What is expected:
Extract every line of the records below that contains the string "sunglasses".

Task input:
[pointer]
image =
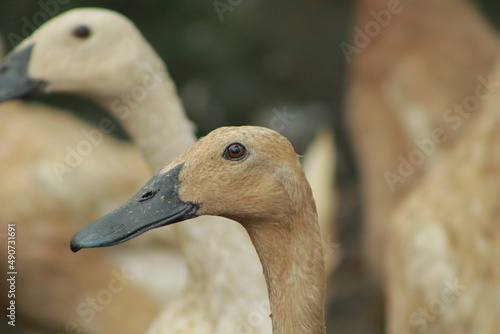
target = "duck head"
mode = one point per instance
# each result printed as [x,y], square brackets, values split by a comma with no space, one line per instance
[248,174]
[91,52]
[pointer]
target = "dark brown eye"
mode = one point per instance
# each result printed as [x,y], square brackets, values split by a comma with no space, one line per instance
[81,32]
[235,151]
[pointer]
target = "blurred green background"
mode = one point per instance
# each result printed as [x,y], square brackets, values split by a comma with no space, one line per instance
[237,68]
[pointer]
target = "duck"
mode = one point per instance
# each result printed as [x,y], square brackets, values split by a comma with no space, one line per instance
[250,175]
[443,242]
[404,81]
[104,58]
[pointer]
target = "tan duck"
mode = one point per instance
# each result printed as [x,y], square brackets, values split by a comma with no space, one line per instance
[251,175]
[103,57]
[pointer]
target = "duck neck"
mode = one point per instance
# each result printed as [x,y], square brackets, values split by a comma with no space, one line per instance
[292,260]
[153,116]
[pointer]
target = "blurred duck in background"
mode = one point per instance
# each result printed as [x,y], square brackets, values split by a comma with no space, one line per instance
[52,290]
[409,86]
[103,57]
[444,240]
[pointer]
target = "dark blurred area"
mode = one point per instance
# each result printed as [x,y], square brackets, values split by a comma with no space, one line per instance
[236,68]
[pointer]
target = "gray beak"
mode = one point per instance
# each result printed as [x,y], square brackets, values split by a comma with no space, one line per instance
[14,80]
[156,204]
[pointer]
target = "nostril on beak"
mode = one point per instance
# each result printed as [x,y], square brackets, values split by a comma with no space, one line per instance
[147,195]
[4,69]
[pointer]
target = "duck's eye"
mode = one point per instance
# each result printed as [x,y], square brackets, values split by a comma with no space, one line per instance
[81,32]
[235,151]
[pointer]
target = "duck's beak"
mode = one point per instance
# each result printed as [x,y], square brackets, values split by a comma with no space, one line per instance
[14,79]
[156,204]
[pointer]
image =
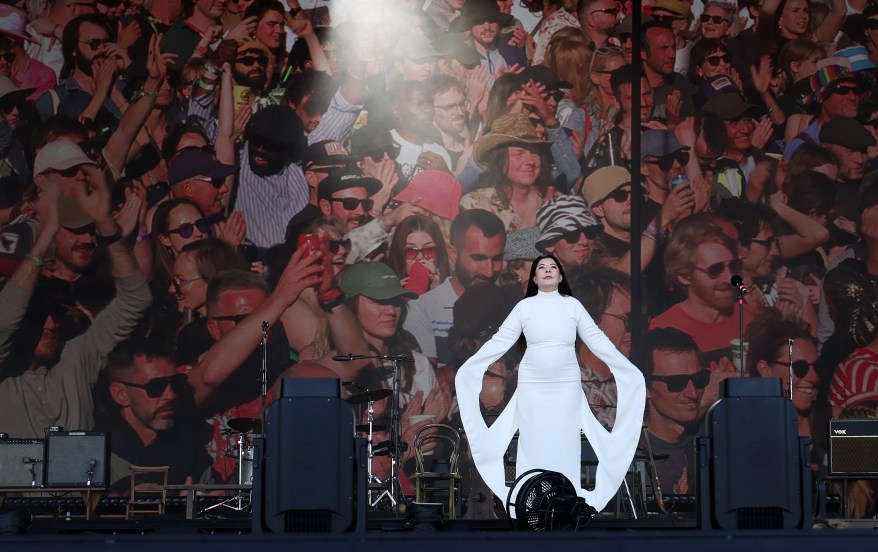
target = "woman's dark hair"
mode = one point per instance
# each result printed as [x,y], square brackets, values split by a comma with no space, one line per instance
[563,287]
[414,223]
[770,333]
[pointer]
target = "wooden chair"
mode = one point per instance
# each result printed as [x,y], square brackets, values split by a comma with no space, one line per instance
[147,496]
[438,486]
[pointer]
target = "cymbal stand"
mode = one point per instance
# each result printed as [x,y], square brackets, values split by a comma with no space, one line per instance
[239,502]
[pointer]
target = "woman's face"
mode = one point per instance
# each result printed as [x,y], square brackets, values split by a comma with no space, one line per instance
[379,319]
[270,29]
[794,18]
[188,286]
[420,247]
[523,166]
[716,63]
[337,248]
[713,27]
[181,220]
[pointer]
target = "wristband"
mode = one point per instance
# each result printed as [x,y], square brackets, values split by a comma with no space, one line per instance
[330,299]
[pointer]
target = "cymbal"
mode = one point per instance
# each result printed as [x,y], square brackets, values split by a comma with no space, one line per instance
[364,428]
[369,396]
[246,425]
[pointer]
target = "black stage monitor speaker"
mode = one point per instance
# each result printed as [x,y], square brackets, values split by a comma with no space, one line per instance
[753,469]
[77,459]
[21,462]
[309,474]
[853,447]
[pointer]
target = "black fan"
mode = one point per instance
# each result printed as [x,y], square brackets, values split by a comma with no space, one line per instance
[547,502]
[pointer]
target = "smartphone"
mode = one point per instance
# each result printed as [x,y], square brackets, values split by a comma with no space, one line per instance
[419,279]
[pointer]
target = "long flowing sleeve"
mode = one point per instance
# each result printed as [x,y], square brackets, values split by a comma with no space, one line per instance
[615,449]
[487,444]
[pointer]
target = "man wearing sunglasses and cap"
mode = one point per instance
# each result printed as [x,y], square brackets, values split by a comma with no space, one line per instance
[675,384]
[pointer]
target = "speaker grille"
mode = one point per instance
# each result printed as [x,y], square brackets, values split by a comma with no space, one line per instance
[854,455]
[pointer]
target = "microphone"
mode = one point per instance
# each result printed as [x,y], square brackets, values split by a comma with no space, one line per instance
[738,284]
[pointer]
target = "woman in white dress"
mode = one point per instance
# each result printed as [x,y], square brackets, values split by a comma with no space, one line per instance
[549,408]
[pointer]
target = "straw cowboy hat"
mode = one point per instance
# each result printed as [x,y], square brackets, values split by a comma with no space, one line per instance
[514,129]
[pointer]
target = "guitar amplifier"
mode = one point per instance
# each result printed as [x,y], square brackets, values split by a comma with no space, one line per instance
[853,446]
[17,457]
[77,459]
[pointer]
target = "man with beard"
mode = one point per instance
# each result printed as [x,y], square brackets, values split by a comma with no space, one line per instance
[57,386]
[476,251]
[271,186]
[154,422]
[567,230]
[701,259]
[91,60]
[483,21]
[675,384]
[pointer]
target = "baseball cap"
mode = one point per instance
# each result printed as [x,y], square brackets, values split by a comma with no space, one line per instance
[603,182]
[189,163]
[846,132]
[373,280]
[345,178]
[60,155]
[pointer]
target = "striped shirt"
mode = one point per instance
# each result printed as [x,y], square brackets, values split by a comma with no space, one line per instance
[855,380]
[269,202]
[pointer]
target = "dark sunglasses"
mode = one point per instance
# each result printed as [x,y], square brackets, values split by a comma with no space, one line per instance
[236,318]
[96,43]
[716,60]
[411,253]
[351,203]
[842,89]
[716,270]
[155,388]
[666,162]
[591,232]
[251,60]
[800,367]
[680,382]
[715,19]
[186,230]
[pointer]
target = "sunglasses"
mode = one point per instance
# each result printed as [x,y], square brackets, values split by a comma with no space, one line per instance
[186,230]
[96,43]
[800,367]
[680,382]
[666,162]
[716,60]
[412,253]
[624,318]
[715,19]
[591,232]
[765,243]
[351,203]
[716,270]
[252,60]
[216,182]
[156,387]
[236,318]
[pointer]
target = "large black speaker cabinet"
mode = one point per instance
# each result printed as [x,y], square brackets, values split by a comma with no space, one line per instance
[309,473]
[17,458]
[753,469]
[853,447]
[77,459]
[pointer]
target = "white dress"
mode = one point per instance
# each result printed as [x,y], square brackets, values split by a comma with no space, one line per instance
[549,407]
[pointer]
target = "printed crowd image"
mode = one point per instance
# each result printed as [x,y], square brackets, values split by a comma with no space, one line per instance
[182,182]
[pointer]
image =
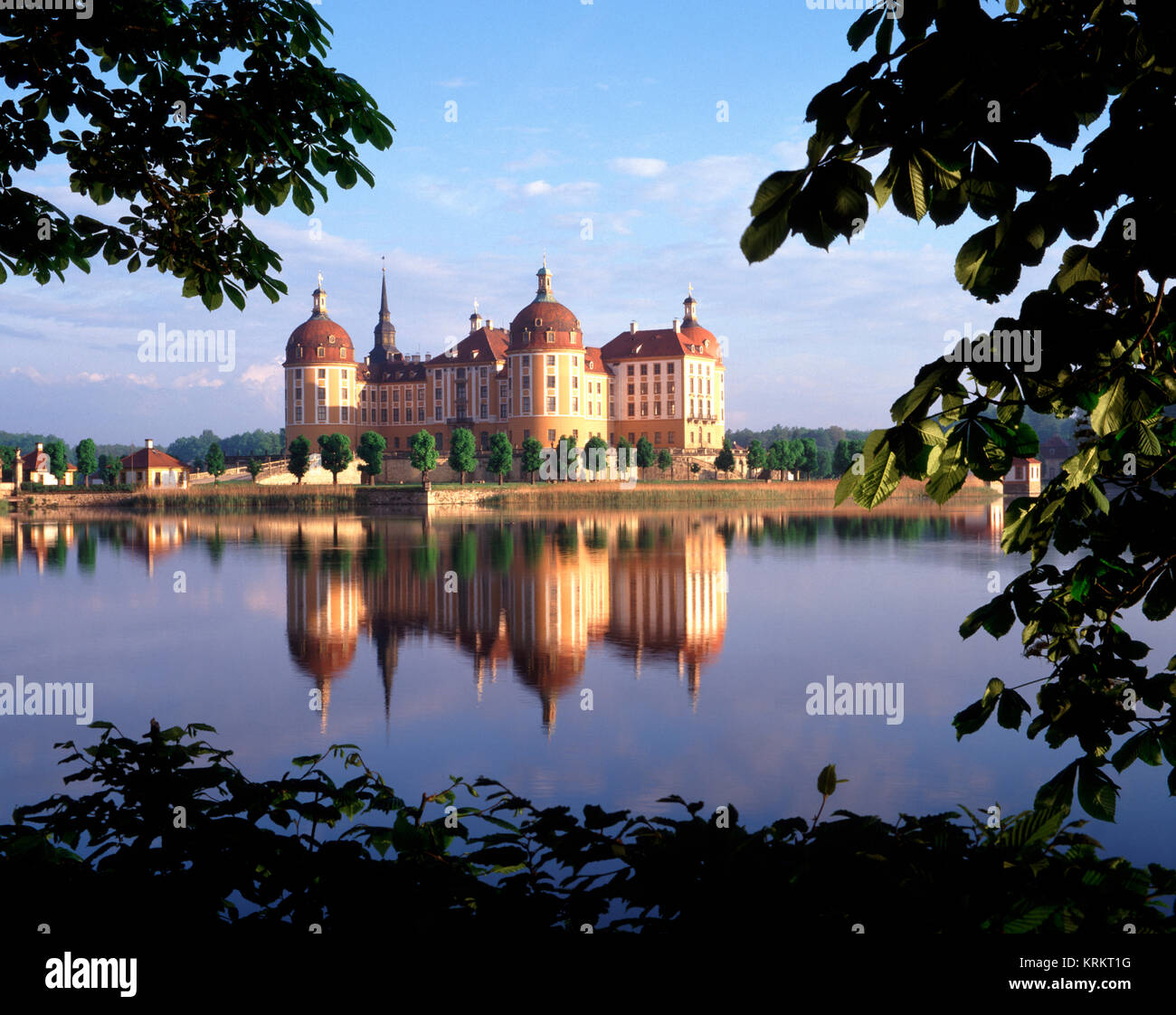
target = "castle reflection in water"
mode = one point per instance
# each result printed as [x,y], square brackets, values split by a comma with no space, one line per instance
[530,596]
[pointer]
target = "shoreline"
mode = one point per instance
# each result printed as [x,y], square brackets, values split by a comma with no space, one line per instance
[480,498]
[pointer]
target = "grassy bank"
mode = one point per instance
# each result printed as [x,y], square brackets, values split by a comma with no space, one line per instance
[212,498]
[250,497]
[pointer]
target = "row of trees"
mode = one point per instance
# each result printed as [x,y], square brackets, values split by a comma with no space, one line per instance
[250,442]
[86,457]
[337,454]
[800,455]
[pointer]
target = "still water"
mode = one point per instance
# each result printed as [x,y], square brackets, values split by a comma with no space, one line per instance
[612,658]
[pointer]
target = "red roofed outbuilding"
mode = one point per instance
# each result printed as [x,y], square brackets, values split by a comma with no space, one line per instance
[151,467]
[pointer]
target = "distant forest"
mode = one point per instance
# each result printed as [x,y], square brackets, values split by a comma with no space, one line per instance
[830,436]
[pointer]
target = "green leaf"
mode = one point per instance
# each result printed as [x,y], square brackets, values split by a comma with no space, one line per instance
[1010,708]
[1096,792]
[917,191]
[1161,598]
[1031,920]
[827,781]
[846,486]
[1057,794]
[863,27]
[881,479]
[974,716]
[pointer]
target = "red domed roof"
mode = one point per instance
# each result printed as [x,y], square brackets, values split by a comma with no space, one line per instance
[541,316]
[318,330]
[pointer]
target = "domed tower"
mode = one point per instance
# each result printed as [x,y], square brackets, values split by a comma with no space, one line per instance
[545,360]
[320,377]
[384,332]
[706,375]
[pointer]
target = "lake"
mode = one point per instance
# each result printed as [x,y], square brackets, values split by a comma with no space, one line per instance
[612,658]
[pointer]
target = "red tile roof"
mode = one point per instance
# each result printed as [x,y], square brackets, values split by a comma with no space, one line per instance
[692,341]
[594,361]
[30,462]
[151,458]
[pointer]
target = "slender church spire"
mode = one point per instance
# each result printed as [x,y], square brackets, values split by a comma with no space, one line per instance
[384,332]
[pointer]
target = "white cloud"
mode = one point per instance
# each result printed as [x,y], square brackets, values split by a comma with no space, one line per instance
[575,191]
[639,167]
[536,160]
[262,375]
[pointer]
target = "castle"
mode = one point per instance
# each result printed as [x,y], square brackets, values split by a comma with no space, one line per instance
[536,379]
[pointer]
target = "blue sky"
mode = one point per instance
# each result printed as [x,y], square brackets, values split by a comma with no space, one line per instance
[565,112]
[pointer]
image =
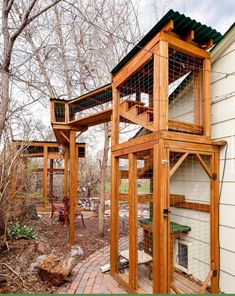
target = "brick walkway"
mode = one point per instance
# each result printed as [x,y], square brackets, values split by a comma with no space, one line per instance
[88,279]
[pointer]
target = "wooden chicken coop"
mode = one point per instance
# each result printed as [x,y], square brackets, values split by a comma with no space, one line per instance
[164,164]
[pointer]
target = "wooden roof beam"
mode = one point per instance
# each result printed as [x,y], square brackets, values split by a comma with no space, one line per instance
[208,44]
[189,36]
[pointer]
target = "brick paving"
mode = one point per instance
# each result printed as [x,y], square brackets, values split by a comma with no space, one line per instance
[88,279]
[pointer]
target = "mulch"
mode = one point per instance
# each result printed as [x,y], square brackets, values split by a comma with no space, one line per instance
[52,237]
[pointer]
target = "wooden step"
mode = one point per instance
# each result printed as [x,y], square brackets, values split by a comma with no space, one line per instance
[142,109]
[130,103]
[146,116]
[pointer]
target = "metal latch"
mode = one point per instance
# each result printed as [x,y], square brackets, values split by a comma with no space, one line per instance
[214,272]
[214,176]
[166,213]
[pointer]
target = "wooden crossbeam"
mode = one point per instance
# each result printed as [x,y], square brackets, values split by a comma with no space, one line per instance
[201,161]
[178,163]
[175,289]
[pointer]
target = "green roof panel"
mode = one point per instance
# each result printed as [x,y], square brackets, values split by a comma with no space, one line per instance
[182,25]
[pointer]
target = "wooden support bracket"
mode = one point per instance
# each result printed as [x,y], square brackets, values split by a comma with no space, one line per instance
[189,36]
[201,161]
[205,284]
[168,27]
[63,135]
[177,165]
[208,44]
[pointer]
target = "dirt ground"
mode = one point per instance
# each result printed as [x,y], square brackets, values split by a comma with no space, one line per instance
[52,238]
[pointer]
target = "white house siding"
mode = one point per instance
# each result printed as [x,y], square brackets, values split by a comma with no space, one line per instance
[223,128]
[182,107]
[192,181]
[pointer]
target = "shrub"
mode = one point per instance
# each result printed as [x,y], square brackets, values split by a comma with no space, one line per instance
[22,231]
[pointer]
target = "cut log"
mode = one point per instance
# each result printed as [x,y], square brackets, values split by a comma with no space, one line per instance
[2,222]
[55,270]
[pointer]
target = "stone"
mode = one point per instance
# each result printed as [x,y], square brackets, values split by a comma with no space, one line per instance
[77,250]
[41,248]
[54,269]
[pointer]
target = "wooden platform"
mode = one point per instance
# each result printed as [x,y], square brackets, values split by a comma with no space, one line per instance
[93,119]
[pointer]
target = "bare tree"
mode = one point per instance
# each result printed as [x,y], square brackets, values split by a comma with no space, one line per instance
[12,28]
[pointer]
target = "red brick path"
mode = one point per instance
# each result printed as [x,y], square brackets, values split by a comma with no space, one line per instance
[88,279]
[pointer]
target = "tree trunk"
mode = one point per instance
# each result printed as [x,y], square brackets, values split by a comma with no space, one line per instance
[5,77]
[103,179]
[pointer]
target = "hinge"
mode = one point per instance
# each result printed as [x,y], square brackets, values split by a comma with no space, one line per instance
[214,176]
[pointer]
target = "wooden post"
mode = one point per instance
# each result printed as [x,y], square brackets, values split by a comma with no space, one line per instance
[133,223]
[115,117]
[161,249]
[160,87]
[197,91]
[66,110]
[51,177]
[14,174]
[66,167]
[73,184]
[206,90]
[52,111]
[114,215]
[45,158]
[214,224]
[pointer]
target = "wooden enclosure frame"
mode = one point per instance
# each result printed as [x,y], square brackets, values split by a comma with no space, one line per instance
[166,135]
[47,155]
[162,141]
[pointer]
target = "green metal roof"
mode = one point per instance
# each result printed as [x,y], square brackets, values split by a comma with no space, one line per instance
[182,25]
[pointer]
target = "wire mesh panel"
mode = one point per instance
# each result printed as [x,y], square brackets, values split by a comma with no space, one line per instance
[145,219]
[136,103]
[59,109]
[185,90]
[91,103]
[189,221]
[123,218]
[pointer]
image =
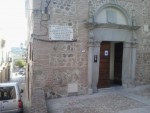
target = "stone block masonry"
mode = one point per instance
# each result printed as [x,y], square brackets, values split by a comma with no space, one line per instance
[38,102]
[56,64]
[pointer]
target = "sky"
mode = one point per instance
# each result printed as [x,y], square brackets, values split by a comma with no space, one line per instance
[13,22]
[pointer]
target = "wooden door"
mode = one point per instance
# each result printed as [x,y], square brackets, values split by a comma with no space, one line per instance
[104,65]
[118,63]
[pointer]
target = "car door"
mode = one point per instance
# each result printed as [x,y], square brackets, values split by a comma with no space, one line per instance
[0,99]
[9,102]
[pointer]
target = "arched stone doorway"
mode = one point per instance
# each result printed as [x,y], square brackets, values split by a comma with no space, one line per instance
[112,24]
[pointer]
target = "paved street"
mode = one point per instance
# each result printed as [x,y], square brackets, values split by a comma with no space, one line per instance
[15,77]
[111,100]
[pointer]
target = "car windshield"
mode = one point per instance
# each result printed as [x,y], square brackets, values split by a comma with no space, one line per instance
[7,93]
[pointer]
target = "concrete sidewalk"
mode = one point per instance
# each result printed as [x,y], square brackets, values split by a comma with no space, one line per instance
[109,100]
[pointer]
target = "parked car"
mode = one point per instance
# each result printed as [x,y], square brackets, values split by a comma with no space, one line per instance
[10,98]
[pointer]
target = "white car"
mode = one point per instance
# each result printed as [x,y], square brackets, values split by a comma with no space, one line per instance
[10,98]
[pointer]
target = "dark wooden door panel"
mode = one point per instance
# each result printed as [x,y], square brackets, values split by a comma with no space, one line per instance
[118,63]
[104,65]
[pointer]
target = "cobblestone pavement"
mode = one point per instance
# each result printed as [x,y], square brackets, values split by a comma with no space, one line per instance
[109,100]
[21,82]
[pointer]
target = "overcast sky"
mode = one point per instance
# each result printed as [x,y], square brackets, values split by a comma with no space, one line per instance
[13,21]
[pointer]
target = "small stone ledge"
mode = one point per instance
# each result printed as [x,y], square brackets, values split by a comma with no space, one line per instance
[109,25]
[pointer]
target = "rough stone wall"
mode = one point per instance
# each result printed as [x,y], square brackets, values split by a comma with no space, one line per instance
[39,103]
[55,64]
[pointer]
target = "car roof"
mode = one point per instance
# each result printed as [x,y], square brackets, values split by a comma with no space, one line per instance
[8,84]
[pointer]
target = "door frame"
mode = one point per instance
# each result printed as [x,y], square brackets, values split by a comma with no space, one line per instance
[129,55]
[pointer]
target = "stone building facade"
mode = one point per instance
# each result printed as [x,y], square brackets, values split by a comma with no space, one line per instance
[110,45]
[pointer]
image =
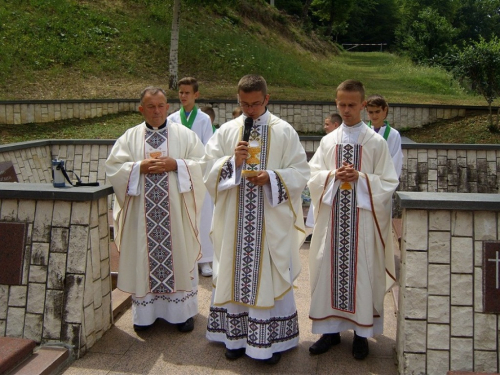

Solution for this task:
target = "man wearing sunglasses and cap"
target = "dark sunglasses"
target = "sunglasses"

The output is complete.